# WHAT IS NEEDED
Print the listing below exactly, leaving nothing out.

# AVAILABLE RECORDS
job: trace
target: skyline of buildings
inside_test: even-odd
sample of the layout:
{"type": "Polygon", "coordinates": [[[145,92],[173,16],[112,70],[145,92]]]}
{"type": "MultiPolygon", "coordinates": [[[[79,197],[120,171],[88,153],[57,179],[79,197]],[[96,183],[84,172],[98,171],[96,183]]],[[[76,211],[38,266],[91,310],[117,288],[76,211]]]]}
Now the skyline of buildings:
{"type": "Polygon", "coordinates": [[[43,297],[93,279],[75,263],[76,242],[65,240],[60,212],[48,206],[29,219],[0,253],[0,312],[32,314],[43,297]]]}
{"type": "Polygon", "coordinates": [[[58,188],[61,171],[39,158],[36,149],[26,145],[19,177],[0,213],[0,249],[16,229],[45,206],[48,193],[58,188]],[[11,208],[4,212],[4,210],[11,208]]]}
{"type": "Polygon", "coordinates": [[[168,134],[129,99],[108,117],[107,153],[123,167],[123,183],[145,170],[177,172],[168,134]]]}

# RESULT
job: trace
target: skyline of buildings
inside_test: even-odd
sample of the layout:
{"type": "Polygon", "coordinates": [[[145,92],[173,16],[112,70],[145,92]]]}
{"type": "MultiPolygon", "coordinates": [[[[79,197],[120,171],[88,153],[57,179],[79,197]],[[96,183],[84,172],[98,171],[96,183]]],[[[76,211],[38,266],[91,310],[117,288],[76,211]]]]}
Now the skyline of buildings:
{"type": "Polygon", "coordinates": [[[43,297],[93,279],[75,263],[76,242],[65,240],[60,212],[48,206],[29,219],[0,253],[0,312],[32,314],[43,297]]]}
{"type": "Polygon", "coordinates": [[[58,188],[61,171],[39,158],[36,149],[26,145],[19,177],[0,213],[0,249],[16,229],[45,206],[48,193],[58,188]],[[11,208],[4,212],[4,210],[11,208]]]}
{"type": "Polygon", "coordinates": [[[168,134],[129,99],[108,117],[107,153],[123,167],[123,183],[145,170],[177,172],[168,134]]]}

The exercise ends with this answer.